** EXERCISE DETAILS **
Go through the records line by line from the top and repeat each one exactly, ending with the line that contains "Query: beige paver".

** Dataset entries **
+===+

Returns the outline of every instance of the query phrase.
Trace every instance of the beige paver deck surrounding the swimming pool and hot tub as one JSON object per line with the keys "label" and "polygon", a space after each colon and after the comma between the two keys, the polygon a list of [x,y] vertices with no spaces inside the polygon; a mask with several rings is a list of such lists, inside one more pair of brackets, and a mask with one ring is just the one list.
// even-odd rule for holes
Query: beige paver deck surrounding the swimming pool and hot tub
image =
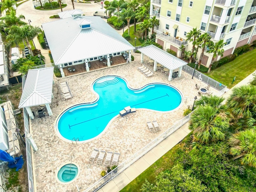
{"label": "beige paver deck surrounding the swimming pool and hot tub", "polygon": [[[35,186],[38,192],[77,192],[85,190],[91,184],[101,178],[100,172],[106,170],[104,164],[90,163],[88,161],[90,154],[94,149],[119,152],[118,164],[124,162],[143,146],[154,140],[162,132],[170,128],[176,121],[183,118],[183,110],[194,102],[194,96],[198,96],[198,90],[195,89],[197,83],[201,88],[207,85],[200,80],[191,79],[191,75],[182,71],[180,78],[175,78],[171,82],[168,76],[155,72],[154,76],[147,78],[138,70],[140,63],[140,54],[132,54],[134,62],[104,68],[68,76],[65,78],[54,78],[53,85],[54,98],[52,99],[52,116],[44,118],[35,118],[31,121],[32,134],[38,151],[33,153],[33,172]],[[145,60],[146,61],[146,58]],[[152,69],[152,66],[150,66]],[[97,99],[96,94],[92,92],[92,83],[97,78],[105,75],[117,75],[125,78],[131,88],[140,88],[146,84],[162,82],[170,84],[180,90],[184,100],[181,105],[171,112],[156,112],[152,110],[136,109],[135,113],[124,117],[119,115],[108,124],[106,131],[95,140],[84,142],[82,144],[72,144],[61,140],[54,129],[54,122],[57,116],[66,108],[79,103],[94,102]],[[72,95],[68,100],[62,100],[58,92],[57,83],[68,82]],[[217,94],[218,91],[210,88],[210,92]],[[198,96],[199,98],[199,96]],[[186,103],[185,103],[186,101]],[[146,122],[157,120],[161,128],[158,132],[150,132]],[[56,181],[55,175],[60,165],[71,162],[71,156],[80,167],[80,174],[74,182],[70,184],[60,184]],[[106,155],[103,159],[103,162]]]}

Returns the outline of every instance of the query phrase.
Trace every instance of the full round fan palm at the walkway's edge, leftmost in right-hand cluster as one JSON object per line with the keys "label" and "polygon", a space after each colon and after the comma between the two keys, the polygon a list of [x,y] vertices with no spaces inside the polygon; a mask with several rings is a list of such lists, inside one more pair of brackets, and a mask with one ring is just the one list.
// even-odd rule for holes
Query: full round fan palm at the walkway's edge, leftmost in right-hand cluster
{"label": "full round fan palm at the walkway's edge, leftmost in right-hand cluster", "polygon": [[218,110],[210,105],[196,108],[189,127],[193,131],[195,141],[208,144],[224,140],[229,122],[218,113]]}

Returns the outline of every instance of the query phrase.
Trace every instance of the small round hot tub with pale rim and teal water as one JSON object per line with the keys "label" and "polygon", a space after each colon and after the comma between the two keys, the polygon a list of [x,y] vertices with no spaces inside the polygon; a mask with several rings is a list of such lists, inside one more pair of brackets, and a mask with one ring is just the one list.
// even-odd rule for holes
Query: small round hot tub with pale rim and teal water
{"label": "small round hot tub with pale rim and teal water", "polygon": [[78,176],[78,166],[75,164],[65,164],[58,171],[57,181],[62,184],[68,184]]}

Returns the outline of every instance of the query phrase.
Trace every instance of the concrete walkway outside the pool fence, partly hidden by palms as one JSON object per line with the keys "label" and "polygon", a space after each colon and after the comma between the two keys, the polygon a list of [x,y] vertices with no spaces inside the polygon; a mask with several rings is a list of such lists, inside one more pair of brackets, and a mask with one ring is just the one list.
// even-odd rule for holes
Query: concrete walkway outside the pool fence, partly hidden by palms
{"label": "concrete walkway outside the pool fence, partly hidden by palms", "polygon": [[[256,72],[256,70],[254,72]],[[248,84],[250,80],[253,78],[252,74],[244,78],[244,80],[236,84],[233,88]],[[223,97],[228,98],[228,96],[230,96],[230,94],[232,93],[233,88],[228,90],[228,92],[226,92],[223,95]],[[176,144],[178,144],[183,138],[185,138],[190,133],[188,126],[189,126],[189,122],[187,122],[181,128],[176,130],[168,138],[163,140],[160,144],[154,147],[150,152],[142,156],[142,158],[137,160],[134,164],[132,164],[130,167],[124,170],[124,172],[122,172],[116,178],[108,182],[98,191],[99,192],[118,192],[122,190],[132,180],[138,177],[142,172],[144,172],[148,167],[150,167],[166,152],[168,152]]]}

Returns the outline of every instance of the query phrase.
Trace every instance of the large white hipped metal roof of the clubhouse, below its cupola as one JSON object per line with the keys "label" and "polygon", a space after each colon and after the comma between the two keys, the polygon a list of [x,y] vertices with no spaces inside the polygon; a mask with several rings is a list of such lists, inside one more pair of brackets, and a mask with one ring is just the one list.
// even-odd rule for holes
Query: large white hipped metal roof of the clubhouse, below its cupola
{"label": "large white hipped metal roof of the clubhouse, below its cupola", "polygon": [[[91,28],[82,30],[79,24],[85,20]],[[70,17],[42,26],[55,65],[134,49],[100,17]]]}

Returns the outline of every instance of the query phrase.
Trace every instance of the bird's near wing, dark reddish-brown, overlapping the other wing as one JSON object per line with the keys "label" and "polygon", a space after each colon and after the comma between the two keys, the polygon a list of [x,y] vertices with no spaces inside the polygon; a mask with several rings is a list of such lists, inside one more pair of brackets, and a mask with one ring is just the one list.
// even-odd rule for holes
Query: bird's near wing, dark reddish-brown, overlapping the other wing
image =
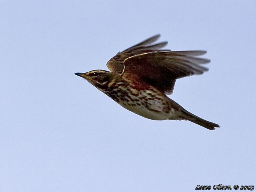
{"label": "bird's near wing, dark reddish-brown, overlapping the other wing", "polygon": [[124,60],[123,77],[130,74],[151,84],[165,94],[172,94],[176,79],[194,74],[203,74],[208,68],[202,66],[210,62],[198,58],[204,50],[154,51],[130,56]]}

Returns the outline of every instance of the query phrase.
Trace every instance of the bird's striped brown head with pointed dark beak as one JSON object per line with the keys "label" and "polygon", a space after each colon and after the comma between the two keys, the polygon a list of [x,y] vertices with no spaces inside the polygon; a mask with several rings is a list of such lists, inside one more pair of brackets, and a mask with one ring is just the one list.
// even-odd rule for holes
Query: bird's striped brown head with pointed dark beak
{"label": "bird's striped brown head with pointed dark beak", "polygon": [[75,73],[75,75],[86,79],[96,88],[103,89],[112,80],[112,72],[105,70],[92,70],[86,73]]}

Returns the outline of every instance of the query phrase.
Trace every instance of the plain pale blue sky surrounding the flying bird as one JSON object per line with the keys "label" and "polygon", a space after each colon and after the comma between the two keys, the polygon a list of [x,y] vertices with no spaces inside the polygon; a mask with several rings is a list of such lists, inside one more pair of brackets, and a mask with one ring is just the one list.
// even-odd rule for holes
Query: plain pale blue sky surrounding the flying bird
{"label": "plain pale blue sky surrounding the flying bird", "polygon": [[[255,1],[0,7],[1,192],[256,186]],[[208,51],[210,70],[177,80],[169,97],[220,128],[143,118],[74,75],[108,70],[117,52],[158,33],[168,49]]]}

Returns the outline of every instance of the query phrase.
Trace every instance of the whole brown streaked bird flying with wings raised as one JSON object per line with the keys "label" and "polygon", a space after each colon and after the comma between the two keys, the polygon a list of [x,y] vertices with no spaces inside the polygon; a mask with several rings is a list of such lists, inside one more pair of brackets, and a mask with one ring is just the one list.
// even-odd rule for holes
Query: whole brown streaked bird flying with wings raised
{"label": "whole brown streaked bird flying with wings raised", "polygon": [[171,51],[162,49],[167,41],[155,43],[152,36],[107,62],[106,70],[92,70],[75,75],[86,79],[122,107],[151,120],[188,120],[208,130],[220,127],[204,120],[170,99],[177,79],[208,70],[200,58],[205,50]]}

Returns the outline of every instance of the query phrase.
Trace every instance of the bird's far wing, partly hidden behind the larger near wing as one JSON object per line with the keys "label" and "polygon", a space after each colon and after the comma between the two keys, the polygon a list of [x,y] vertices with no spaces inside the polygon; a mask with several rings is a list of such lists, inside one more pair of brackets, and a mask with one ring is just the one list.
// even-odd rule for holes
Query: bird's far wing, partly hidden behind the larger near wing
{"label": "bird's far wing, partly hidden behind the larger near wing", "polygon": [[124,60],[126,58],[134,55],[142,54],[142,53],[158,51],[160,50],[160,48],[166,46],[168,42],[160,42],[157,44],[152,44],[159,37],[160,37],[160,34],[152,36],[122,52],[118,52],[118,54],[116,54],[107,62],[107,67],[109,68],[110,71],[114,73],[122,73],[124,69]]}

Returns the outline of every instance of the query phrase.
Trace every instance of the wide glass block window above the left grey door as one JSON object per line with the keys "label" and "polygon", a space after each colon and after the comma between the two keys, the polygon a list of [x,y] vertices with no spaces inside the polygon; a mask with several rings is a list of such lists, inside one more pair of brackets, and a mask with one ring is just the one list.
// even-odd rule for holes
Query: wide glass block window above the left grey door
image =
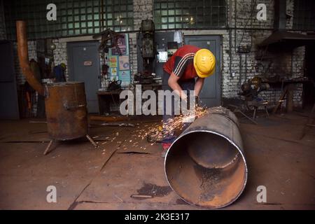
{"label": "wide glass block window above the left grey door", "polygon": [[[57,6],[57,20],[48,21],[48,3]],[[3,2],[8,38],[16,39],[15,21],[27,22],[29,39],[98,34],[109,28],[132,31],[132,0],[10,0]]]}

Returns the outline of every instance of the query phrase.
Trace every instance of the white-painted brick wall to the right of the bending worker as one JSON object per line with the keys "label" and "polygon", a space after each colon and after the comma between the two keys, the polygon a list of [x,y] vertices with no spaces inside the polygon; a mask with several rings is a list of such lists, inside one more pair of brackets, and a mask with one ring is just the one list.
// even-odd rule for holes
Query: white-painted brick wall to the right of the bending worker
{"label": "white-painted brick wall to the right of the bending worker", "polygon": [[[274,25],[274,1],[272,0],[261,0],[257,3],[265,3],[267,6],[267,20],[259,21],[256,19],[256,12],[254,10],[253,16],[248,20],[251,15],[251,2],[248,0],[238,0],[235,8],[235,0],[232,0],[232,4],[228,7],[228,13],[231,13],[231,21],[229,22],[230,27],[238,28],[255,28],[255,29],[272,29]],[[253,1],[254,2],[254,1]],[[287,0],[287,13],[293,15],[293,0]],[[287,20],[286,29],[291,29],[293,26],[293,18]],[[232,30],[230,41],[229,35],[223,35],[223,64],[221,71],[222,80],[222,97],[233,98],[237,97],[239,87],[241,83],[244,83],[245,79],[252,78],[255,75],[262,75],[262,72],[257,68],[258,64],[262,64],[267,68],[270,60],[260,61],[255,56],[258,55],[257,45],[262,40],[267,38],[272,31],[268,30]],[[231,69],[230,69],[230,43],[231,43]],[[251,45],[251,52],[247,54],[239,54],[237,47],[239,45]],[[270,54],[269,54],[270,56]],[[245,64],[245,57],[247,57],[247,63]],[[242,64],[240,65],[240,59]],[[274,55],[271,59],[272,64],[269,69],[269,75],[273,76],[279,73],[288,74],[288,78],[297,78],[303,76],[302,65],[304,63],[304,47],[296,48],[293,50],[291,57],[290,52],[279,52]],[[292,63],[292,66],[291,66]],[[290,74],[292,68],[292,75]],[[231,70],[231,71],[230,71]],[[246,74],[245,74],[245,71]],[[234,76],[232,76],[234,74]],[[281,95],[279,90],[269,90],[262,92],[261,97],[264,97],[271,103],[275,103]],[[302,86],[299,85],[294,91],[294,104],[295,106],[302,105]]]}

+===+

** OUTPUT FOR THIS EXERCISE **
Returns the outline of every instance of the query phrase.
Trace every instance of the beige paver deck surrounding the swimming pool and hot tub as one JSON object per line with the keys "label" and "polygon", a space after each colon and after the comma between the two keys, the polygon a list of [x,y] vertices with no spaces inside the polygon; a mask with several rings is a list of such lists, inside one more pair of brackets, and a mask with one ring is just the one list.
// even-odd rule for holes
Query: beige paver deck surrounding the swimming pool and hot tub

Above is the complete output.